** START ROWS **
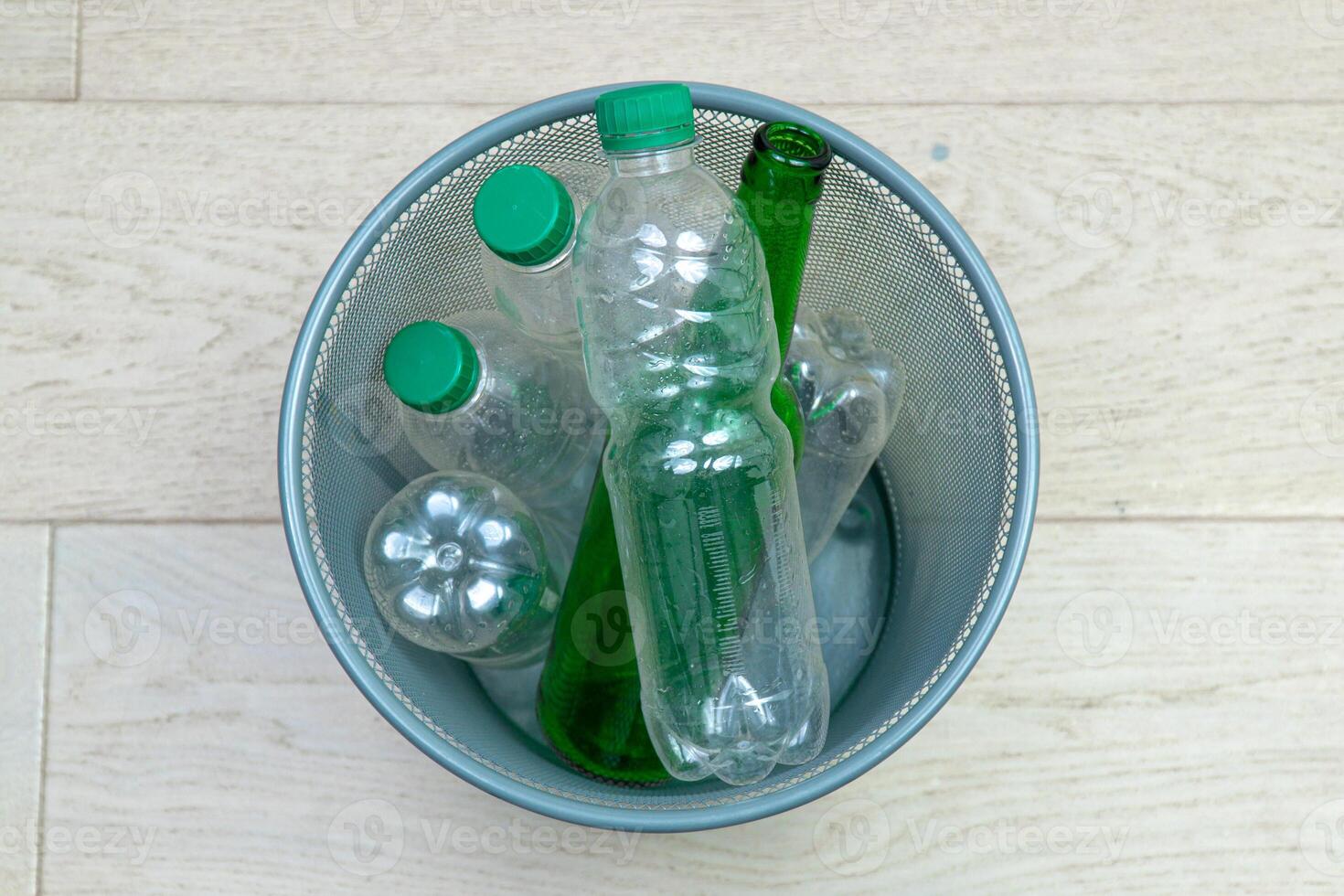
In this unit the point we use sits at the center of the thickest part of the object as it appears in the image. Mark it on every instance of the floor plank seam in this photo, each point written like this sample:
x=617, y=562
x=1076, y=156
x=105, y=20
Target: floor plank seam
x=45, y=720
** END ROWS **
** START ROWS **
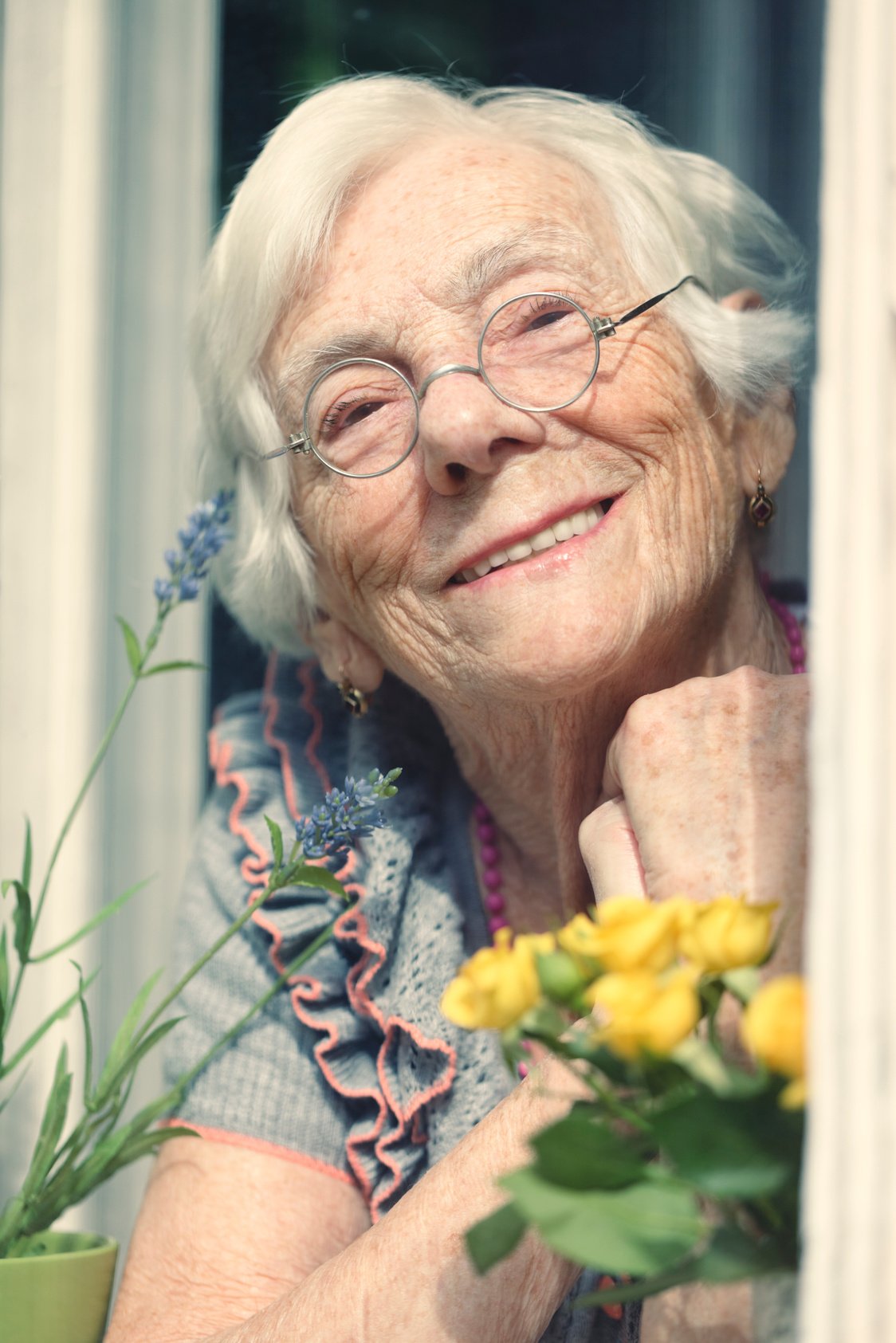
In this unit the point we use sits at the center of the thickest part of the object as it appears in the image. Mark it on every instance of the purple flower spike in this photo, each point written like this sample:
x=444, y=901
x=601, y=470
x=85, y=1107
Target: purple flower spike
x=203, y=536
** END ROWS **
** START ROWS **
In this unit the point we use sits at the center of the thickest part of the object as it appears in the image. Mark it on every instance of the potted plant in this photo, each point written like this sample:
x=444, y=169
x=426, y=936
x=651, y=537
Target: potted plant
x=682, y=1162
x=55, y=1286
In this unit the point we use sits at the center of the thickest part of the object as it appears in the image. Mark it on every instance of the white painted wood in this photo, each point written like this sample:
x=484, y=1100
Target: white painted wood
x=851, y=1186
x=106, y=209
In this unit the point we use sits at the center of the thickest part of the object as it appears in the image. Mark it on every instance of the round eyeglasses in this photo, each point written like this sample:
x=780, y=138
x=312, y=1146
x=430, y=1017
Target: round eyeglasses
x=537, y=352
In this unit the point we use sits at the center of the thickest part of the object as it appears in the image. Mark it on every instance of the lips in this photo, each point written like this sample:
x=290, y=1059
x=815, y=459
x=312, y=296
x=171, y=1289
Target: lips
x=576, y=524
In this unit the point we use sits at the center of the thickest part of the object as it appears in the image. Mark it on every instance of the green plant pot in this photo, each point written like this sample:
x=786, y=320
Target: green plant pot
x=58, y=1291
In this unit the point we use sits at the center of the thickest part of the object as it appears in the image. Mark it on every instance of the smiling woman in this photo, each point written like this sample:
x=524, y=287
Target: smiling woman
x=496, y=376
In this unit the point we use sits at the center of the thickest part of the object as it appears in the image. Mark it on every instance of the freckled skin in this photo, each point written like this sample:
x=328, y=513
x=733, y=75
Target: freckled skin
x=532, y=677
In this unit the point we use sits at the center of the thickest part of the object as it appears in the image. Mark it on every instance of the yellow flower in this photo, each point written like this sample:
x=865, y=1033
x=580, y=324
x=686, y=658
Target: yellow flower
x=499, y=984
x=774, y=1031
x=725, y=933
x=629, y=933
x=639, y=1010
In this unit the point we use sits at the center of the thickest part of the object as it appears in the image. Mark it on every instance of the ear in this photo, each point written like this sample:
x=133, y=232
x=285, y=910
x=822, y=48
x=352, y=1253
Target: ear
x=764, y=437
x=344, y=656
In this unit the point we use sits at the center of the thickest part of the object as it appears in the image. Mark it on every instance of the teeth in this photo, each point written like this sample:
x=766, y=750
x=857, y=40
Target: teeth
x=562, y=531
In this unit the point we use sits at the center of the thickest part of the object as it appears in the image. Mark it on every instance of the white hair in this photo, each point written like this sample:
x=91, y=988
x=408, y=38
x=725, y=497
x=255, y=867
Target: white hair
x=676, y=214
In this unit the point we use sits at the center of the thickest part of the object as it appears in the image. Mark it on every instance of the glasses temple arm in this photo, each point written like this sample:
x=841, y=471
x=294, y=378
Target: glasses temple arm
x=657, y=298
** END ROWS **
Reproduce the records word for word, from the line containing "of the teeth" through the line containing "x=562, y=531", including both of those lines.

In this unit the point we use sits at the center of the thickest part of the object as it appears in the image. Mark it on every instance of the teeth in this photo, each point written like this sample:
x=766, y=750
x=857, y=40
Target: teeth
x=562, y=531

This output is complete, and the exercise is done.